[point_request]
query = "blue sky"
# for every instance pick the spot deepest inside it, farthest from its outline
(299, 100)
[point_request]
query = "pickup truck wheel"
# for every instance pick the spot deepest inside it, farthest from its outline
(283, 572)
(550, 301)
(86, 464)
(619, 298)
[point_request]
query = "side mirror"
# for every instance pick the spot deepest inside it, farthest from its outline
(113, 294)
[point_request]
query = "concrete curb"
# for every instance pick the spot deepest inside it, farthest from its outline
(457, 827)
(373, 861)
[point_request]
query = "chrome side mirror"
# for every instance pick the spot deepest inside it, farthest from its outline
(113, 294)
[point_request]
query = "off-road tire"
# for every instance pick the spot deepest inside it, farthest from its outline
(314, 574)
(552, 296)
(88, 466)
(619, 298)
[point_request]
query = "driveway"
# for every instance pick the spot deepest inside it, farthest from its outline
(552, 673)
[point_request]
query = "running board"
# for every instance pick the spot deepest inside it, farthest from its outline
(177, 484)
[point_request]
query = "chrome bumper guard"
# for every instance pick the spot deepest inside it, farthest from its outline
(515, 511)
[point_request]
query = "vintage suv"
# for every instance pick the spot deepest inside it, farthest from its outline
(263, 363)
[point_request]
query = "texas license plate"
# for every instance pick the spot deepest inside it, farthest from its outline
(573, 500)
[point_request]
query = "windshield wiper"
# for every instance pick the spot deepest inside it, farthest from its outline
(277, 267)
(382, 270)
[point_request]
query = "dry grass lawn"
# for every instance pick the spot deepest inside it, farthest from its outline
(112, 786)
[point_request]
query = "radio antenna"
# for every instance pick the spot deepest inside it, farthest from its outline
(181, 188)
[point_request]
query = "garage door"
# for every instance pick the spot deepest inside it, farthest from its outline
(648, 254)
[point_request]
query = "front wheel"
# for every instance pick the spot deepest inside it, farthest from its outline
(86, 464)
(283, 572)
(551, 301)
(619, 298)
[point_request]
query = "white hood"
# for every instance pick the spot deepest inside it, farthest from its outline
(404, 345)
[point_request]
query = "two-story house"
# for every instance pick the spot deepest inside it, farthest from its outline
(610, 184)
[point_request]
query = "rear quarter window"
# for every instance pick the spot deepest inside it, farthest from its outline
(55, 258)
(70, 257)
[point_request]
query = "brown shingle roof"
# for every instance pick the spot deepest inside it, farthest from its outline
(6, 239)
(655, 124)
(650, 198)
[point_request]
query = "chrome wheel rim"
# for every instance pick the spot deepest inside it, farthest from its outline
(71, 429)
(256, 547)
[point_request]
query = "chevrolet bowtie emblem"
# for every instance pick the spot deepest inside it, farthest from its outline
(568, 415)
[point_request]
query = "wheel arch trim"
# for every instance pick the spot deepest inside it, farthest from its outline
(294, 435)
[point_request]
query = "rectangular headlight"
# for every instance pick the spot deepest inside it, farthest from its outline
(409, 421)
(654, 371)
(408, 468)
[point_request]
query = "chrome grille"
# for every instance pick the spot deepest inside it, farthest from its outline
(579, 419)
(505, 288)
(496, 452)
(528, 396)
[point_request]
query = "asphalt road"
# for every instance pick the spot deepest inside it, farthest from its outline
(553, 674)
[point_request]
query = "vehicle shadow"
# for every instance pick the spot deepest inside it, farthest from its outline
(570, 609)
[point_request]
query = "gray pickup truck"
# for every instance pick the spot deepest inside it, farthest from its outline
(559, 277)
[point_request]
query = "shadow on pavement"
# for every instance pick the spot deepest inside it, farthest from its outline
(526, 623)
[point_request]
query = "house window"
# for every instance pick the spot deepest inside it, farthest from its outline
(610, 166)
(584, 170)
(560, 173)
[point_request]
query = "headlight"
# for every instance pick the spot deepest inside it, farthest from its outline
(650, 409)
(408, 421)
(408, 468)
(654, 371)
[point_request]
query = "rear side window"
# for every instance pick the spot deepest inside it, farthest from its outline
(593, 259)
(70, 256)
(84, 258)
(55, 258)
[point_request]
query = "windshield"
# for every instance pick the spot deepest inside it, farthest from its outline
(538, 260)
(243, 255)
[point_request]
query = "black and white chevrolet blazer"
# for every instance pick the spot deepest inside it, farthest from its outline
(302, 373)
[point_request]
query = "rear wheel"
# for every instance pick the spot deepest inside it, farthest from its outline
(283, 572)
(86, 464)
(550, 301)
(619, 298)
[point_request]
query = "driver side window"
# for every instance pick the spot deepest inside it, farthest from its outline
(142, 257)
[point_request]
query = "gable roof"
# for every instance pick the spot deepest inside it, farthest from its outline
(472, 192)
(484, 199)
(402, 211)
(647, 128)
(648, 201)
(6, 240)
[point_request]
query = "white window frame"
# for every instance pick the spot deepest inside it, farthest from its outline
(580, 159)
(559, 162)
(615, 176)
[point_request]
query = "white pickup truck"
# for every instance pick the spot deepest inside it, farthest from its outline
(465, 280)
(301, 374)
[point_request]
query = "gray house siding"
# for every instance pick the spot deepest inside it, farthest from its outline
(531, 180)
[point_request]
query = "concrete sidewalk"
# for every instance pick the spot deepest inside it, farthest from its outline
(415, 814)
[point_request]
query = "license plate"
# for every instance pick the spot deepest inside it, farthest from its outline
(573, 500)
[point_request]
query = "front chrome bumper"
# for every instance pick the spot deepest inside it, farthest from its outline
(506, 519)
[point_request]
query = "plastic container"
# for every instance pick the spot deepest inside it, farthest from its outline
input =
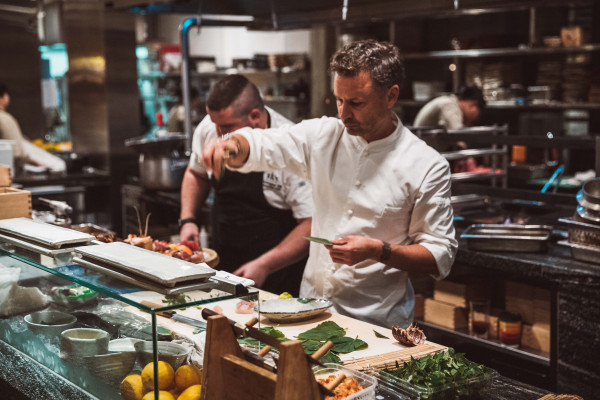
(469, 389)
(368, 382)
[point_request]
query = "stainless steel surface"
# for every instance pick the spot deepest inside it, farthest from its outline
(43, 234)
(162, 173)
(582, 233)
(138, 281)
(492, 237)
(185, 75)
(583, 253)
(159, 268)
(591, 216)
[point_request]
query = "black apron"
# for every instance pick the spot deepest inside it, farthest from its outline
(246, 226)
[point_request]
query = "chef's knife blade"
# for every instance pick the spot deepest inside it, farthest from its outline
(176, 317)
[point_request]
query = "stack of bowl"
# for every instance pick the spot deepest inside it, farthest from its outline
(588, 197)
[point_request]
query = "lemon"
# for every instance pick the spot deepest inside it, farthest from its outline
(187, 375)
(191, 393)
(162, 395)
(166, 376)
(132, 388)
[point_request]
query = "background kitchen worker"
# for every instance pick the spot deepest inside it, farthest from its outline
(10, 130)
(452, 111)
(258, 219)
(380, 193)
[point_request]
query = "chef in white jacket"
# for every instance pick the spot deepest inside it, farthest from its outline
(381, 195)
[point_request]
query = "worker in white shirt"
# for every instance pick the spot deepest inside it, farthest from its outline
(452, 111)
(258, 219)
(381, 195)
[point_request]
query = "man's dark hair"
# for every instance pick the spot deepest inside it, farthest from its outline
(235, 91)
(382, 60)
(471, 93)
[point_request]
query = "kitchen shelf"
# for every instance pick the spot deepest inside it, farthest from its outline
(533, 355)
(503, 52)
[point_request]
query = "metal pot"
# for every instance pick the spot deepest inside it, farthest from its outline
(161, 172)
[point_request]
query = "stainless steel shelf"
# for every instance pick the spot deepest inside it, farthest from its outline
(521, 352)
(475, 176)
(502, 52)
(458, 155)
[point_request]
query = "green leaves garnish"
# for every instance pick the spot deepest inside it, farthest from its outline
(379, 335)
(442, 372)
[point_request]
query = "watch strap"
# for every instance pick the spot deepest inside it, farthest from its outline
(386, 252)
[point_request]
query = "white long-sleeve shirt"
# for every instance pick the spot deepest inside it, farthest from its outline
(396, 189)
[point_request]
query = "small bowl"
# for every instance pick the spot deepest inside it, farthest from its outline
(111, 367)
(173, 353)
(50, 323)
(83, 342)
(123, 345)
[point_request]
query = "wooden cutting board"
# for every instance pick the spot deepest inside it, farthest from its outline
(380, 352)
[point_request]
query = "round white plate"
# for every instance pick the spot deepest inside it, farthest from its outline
(292, 310)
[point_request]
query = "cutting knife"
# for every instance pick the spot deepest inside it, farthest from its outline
(176, 317)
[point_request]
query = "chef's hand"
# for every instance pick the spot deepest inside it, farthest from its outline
(254, 271)
(227, 150)
(189, 232)
(354, 249)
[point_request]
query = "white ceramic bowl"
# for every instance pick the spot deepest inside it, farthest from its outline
(173, 353)
(83, 342)
(111, 367)
(50, 323)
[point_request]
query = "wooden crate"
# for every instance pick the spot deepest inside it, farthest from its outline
(445, 314)
(536, 336)
(14, 203)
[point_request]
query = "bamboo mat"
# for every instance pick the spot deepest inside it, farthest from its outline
(388, 360)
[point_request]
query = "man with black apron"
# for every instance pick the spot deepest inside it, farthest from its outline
(258, 219)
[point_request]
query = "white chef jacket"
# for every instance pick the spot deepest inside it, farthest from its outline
(441, 111)
(282, 189)
(396, 189)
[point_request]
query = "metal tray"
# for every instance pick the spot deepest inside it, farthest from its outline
(583, 253)
(581, 232)
(148, 264)
(45, 234)
(145, 283)
(496, 237)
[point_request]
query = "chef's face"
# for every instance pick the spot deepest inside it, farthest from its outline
(363, 108)
(227, 121)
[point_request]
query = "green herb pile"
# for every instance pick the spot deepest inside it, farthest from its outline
(316, 337)
(446, 375)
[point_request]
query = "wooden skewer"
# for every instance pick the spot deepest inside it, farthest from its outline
(338, 379)
(324, 349)
(147, 219)
(263, 352)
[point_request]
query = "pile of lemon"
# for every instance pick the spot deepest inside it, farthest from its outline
(183, 384)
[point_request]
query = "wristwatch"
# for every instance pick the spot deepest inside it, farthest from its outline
(386, 252)
(184, 221)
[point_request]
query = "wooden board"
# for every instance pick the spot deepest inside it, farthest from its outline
(365, 331)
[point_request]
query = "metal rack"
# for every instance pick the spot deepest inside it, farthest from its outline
(482, 134)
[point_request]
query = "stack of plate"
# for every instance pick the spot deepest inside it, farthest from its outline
(588, 198)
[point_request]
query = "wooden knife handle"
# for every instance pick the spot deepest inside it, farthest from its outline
(321, 352)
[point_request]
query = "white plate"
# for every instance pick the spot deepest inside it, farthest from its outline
(292, 310)
(145, 283)
(46, 234)
(148, 264)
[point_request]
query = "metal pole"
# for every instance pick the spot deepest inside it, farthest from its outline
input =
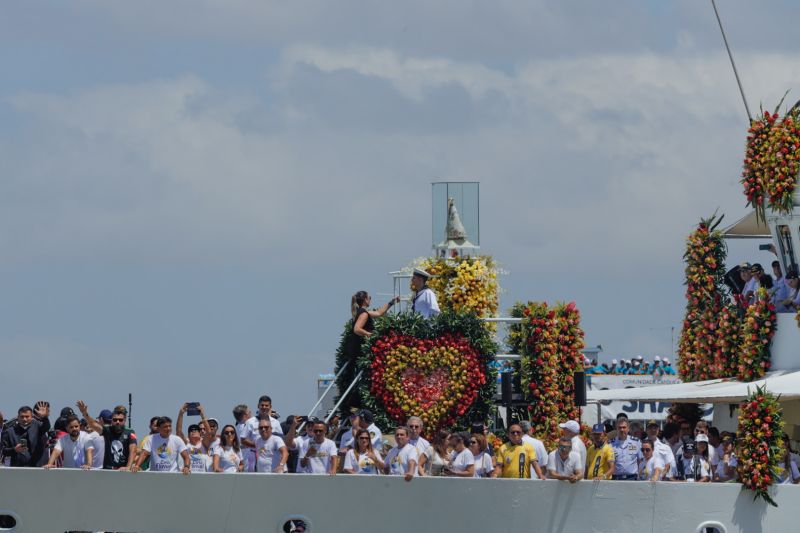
(342, 397)
(333, 382)
(733, 64)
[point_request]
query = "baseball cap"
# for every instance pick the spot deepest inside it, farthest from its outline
(571, 425)
(366, 414)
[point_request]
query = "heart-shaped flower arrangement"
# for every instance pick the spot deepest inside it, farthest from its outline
(432, 369)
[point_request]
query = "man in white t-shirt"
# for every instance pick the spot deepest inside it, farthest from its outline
(563, 463)
(271, 453)
(318, 455)
(76, 447)
(572, 429)
(538, 446)
(402, 459)
(163, 448)
(415, 438)
(462, 462)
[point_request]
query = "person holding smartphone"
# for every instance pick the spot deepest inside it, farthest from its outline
(25, 441)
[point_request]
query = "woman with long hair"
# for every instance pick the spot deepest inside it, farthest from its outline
(361, 327)
(228, 456)
(437, 454)
(362, 458)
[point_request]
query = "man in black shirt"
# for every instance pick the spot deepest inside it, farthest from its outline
(25, 441)
(120, 442)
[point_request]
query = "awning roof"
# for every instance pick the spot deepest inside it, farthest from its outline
(787, 384)
(747, 227)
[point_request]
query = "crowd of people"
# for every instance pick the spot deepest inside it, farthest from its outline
(660, 366)
(625, 450)
(781, 290)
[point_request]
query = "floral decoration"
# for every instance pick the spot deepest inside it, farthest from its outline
(758, 328)
(772, 160)
(761, 445)
(464, 284)
(705, 271)
(549, 340)
(437, 369)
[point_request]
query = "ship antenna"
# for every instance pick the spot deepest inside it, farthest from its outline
(733, 64)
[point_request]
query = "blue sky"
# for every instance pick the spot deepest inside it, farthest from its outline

_ _ _

Lines in the records that hold the word "headlight" are to be counted; give only the total.

2